Please tally the lines in the records below that contain the string "chandelier" and reply with only that number.

========================================================================

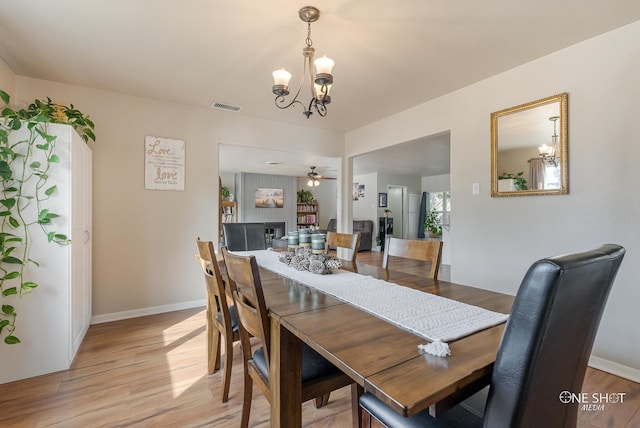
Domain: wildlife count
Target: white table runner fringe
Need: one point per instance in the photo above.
(437, 319)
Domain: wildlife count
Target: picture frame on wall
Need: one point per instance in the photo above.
(269, 198)
(382, 200)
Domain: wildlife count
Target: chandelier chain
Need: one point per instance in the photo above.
(308, 40)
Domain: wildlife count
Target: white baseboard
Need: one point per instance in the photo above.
(115, 316)
(615, 368)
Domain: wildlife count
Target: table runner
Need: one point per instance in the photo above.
(436, 318)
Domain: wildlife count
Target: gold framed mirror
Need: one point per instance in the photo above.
(529, 148)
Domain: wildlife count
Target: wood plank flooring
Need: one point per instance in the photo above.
(152, 372)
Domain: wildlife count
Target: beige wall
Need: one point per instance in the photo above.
(143, 243)
(600, 76)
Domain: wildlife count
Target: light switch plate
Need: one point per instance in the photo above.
(475, 188)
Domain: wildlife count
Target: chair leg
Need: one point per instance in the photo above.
(213, 346)
(226, 377)
(322, 400)
(356, 414)
(246, 400)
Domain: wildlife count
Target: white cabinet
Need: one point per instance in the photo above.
(53, 319)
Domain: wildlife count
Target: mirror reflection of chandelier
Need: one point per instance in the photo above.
(319, 85)
(549, 153)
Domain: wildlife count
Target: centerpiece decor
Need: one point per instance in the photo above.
(303, 258)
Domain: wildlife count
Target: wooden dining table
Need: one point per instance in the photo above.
(379, 356)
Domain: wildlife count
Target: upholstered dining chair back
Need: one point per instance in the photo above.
(548, 339)
(244, 236)
(221, 317)
(319, 377)
(544, 350)
(350, 241)
(428, 251)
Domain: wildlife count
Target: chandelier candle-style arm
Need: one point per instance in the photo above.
(319, 85)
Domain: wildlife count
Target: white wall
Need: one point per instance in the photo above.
(601, 77)
(7, 79)
(144, 240)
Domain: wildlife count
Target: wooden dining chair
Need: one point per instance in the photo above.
(319, 376)
(221, 317)
(544, 350)
(350, 241)
(428, 251)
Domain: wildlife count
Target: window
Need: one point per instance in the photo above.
(441, 202)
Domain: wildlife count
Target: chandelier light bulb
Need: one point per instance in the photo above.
(281, 77)
(324, 65)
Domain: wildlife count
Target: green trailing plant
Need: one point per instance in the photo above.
(432, 223)
(25, 167)
(305, 196)
(518, 179)
(225, 192)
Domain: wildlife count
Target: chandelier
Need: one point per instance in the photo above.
(319, 86)
(549, 153)
(313, 177)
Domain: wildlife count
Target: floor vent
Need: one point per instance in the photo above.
(227, 107)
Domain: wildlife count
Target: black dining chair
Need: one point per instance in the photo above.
(544, 349)
(244, 236)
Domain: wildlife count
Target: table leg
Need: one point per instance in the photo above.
(285, 379)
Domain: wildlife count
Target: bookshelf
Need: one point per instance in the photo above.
(307, 214)
(228, 212)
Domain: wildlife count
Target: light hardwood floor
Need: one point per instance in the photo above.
(152, 372)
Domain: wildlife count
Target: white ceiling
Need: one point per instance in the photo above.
(390, 55)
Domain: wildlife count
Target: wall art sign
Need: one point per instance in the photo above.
(269, 198)
(163, 163)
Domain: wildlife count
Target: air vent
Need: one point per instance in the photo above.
(227, 107)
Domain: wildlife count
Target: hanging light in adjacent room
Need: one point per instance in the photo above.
(549, 153)
(319, 85)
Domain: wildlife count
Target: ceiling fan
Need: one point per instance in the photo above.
(314, 177)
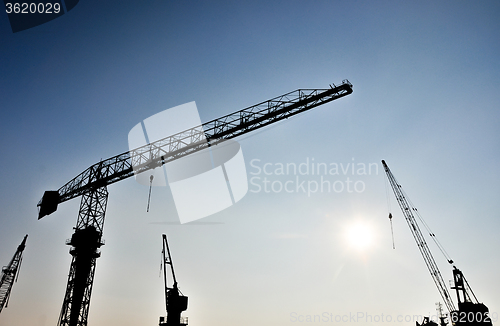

========================================================================

→ **SOLUTION**:
5